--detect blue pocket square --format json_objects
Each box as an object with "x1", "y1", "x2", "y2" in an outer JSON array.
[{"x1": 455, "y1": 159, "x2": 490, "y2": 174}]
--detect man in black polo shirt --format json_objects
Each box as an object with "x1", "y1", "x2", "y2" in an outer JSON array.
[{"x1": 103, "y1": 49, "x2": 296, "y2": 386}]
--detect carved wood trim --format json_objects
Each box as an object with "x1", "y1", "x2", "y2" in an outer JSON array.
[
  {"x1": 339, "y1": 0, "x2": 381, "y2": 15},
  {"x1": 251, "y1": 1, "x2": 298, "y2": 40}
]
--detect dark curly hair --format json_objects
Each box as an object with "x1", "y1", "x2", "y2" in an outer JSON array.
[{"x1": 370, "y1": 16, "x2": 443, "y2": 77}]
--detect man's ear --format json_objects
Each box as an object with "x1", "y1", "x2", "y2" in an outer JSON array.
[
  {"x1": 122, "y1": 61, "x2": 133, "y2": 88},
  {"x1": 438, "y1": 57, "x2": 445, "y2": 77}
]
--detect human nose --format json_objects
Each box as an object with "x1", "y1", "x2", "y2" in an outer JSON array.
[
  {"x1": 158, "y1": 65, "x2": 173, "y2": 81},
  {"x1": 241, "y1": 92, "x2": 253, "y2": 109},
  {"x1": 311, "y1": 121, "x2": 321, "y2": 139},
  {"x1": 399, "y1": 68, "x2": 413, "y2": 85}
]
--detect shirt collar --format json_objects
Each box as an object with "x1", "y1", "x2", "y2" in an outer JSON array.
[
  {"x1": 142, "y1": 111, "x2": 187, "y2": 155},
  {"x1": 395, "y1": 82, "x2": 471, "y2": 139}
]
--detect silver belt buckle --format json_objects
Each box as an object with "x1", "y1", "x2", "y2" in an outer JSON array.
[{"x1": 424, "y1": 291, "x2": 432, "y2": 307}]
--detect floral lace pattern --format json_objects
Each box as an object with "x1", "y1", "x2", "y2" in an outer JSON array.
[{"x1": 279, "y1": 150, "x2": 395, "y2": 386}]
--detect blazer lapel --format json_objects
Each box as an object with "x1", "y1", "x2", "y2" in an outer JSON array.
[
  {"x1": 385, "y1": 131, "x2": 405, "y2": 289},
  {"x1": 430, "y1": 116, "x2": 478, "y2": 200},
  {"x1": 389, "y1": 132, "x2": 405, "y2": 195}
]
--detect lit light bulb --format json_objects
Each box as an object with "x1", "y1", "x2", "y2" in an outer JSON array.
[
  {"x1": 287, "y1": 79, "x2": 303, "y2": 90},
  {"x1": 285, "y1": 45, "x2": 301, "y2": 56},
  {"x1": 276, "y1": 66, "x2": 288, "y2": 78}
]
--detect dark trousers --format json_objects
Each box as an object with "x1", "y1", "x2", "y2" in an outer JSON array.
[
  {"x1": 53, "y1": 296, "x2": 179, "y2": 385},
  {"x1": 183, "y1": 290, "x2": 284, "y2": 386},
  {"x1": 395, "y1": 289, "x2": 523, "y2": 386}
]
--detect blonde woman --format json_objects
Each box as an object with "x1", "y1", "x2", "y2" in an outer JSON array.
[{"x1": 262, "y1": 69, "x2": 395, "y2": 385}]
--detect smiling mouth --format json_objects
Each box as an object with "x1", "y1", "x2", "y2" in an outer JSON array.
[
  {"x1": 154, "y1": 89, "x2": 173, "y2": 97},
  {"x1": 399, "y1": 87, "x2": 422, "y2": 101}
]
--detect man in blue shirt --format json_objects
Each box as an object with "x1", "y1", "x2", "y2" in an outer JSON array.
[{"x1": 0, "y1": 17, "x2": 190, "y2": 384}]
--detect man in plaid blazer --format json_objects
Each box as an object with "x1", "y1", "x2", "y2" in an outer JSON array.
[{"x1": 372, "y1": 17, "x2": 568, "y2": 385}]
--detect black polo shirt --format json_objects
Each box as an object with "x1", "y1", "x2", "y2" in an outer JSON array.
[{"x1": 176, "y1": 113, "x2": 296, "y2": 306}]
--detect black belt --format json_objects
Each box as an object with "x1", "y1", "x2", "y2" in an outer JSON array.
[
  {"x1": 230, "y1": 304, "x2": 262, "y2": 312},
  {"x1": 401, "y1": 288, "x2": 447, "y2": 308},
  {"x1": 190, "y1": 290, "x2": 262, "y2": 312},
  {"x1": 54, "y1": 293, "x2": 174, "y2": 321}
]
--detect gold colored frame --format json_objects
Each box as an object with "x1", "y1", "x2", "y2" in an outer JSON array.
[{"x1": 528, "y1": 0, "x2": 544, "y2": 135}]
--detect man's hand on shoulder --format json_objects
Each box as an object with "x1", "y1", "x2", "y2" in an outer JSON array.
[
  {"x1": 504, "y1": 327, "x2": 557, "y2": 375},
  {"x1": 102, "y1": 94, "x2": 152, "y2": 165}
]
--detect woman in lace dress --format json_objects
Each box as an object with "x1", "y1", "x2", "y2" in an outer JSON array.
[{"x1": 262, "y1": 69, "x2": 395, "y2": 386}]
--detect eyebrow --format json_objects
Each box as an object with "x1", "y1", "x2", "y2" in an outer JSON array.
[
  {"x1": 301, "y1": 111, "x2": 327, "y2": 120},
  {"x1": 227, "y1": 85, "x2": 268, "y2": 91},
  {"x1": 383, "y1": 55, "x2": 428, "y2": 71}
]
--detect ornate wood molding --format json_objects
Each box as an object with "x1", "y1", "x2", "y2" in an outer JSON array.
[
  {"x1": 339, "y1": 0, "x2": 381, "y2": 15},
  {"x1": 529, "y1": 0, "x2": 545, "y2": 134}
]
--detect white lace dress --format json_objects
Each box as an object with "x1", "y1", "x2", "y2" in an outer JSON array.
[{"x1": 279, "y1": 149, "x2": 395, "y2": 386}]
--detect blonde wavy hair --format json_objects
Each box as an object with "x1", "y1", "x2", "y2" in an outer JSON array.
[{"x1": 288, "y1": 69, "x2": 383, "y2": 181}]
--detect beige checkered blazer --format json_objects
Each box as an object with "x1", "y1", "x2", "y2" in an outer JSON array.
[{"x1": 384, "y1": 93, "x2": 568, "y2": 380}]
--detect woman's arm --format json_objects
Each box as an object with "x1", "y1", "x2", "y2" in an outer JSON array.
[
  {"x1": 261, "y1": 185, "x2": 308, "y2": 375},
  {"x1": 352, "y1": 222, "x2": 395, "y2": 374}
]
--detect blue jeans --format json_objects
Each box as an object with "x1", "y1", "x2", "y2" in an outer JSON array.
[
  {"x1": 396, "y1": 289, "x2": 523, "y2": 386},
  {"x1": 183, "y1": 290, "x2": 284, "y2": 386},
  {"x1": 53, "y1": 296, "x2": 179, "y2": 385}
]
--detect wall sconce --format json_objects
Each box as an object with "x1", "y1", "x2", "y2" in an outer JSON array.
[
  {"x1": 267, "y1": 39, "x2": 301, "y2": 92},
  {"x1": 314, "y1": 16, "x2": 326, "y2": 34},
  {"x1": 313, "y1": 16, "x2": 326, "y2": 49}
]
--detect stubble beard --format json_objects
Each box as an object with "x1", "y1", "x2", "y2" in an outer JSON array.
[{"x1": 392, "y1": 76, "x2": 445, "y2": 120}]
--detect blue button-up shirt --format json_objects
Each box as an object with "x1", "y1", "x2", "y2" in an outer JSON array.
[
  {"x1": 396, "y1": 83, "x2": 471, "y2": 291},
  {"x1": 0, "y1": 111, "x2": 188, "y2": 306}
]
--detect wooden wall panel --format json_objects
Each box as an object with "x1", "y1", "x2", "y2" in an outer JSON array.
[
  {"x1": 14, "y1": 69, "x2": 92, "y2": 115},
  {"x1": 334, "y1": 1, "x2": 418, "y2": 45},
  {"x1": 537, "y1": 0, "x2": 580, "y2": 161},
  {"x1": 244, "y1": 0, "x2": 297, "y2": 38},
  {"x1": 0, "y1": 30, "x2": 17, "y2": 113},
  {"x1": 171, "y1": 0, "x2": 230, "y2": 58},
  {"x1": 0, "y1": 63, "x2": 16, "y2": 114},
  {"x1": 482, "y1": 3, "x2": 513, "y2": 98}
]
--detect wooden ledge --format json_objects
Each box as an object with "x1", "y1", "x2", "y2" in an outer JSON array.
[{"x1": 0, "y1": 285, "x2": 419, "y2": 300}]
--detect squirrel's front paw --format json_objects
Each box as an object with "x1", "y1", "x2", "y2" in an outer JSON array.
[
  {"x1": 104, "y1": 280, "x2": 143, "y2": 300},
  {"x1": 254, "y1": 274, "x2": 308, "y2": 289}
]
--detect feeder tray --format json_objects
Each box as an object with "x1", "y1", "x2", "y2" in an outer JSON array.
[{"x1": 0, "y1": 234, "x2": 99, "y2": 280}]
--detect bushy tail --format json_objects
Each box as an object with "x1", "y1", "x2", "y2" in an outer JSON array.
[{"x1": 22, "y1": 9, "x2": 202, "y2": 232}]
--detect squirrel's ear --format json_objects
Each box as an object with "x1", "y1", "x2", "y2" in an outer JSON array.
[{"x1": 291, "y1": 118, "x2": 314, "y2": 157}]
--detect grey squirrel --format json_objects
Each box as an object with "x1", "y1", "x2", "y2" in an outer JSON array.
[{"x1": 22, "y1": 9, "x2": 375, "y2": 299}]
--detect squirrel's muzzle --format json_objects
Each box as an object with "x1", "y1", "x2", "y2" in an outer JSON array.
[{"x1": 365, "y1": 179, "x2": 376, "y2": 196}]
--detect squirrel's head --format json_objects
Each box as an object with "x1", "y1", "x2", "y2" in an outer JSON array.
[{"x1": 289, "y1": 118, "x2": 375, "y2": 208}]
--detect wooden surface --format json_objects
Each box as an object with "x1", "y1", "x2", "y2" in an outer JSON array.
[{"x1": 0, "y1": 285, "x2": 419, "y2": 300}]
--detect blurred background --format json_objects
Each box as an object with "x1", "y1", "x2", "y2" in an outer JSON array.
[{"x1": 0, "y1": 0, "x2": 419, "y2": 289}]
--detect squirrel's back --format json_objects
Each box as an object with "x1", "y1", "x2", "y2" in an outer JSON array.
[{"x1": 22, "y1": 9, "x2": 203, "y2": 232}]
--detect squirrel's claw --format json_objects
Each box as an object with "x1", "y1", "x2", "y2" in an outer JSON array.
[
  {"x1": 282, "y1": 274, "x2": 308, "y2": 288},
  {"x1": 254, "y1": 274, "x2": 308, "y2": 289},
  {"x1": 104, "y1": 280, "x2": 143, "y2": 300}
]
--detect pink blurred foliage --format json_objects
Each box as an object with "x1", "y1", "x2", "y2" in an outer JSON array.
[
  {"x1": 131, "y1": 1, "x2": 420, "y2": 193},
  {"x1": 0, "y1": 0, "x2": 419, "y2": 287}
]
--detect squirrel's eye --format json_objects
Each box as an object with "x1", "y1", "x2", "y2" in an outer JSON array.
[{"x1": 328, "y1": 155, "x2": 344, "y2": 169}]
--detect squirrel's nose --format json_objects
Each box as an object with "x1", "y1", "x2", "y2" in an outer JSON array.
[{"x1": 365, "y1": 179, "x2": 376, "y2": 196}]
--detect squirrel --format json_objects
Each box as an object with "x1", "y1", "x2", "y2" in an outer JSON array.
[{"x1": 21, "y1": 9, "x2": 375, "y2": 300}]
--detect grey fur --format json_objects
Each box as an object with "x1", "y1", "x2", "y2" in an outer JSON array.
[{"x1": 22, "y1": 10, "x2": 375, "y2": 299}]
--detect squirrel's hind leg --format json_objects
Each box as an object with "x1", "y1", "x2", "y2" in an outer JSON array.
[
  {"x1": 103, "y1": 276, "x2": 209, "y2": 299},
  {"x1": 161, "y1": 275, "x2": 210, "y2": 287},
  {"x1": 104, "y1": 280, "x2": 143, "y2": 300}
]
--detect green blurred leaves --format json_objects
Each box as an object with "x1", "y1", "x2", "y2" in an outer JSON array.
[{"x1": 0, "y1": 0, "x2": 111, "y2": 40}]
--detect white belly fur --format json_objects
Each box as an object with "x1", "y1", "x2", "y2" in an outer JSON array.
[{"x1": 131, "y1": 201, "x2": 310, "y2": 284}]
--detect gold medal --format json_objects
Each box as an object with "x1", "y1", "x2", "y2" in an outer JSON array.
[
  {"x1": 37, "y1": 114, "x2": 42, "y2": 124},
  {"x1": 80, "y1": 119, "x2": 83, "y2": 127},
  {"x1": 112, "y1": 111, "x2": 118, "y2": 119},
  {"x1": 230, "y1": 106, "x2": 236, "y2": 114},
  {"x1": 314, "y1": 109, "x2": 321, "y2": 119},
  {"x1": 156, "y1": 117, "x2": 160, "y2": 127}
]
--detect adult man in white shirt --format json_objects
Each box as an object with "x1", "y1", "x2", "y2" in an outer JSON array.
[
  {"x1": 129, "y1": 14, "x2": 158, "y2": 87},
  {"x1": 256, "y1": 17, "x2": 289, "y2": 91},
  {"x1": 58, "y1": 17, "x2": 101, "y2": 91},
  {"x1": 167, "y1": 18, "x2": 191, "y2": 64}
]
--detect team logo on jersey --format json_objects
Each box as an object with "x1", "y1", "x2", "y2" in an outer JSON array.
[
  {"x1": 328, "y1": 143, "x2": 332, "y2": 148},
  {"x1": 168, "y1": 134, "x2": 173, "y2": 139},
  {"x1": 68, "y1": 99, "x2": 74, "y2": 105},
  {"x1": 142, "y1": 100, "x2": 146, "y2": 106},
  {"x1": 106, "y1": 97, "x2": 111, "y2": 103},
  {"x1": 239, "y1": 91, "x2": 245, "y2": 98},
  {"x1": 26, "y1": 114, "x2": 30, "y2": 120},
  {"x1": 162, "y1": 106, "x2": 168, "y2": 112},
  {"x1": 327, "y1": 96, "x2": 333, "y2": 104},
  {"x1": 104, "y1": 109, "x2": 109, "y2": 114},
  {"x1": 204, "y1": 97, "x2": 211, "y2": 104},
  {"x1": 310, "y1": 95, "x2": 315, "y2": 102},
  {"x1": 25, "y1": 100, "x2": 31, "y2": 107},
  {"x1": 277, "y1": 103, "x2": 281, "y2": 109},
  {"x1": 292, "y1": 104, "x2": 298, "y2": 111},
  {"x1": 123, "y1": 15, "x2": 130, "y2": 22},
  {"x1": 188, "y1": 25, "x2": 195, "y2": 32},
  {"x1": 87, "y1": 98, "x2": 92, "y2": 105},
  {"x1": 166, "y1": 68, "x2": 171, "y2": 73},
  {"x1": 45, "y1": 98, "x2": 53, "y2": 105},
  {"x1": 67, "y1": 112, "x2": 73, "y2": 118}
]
- - - -
| Goal of the exercise |
Only the count, nothing else: how many lines of the records hold the word "wall"?

| Written reply |
2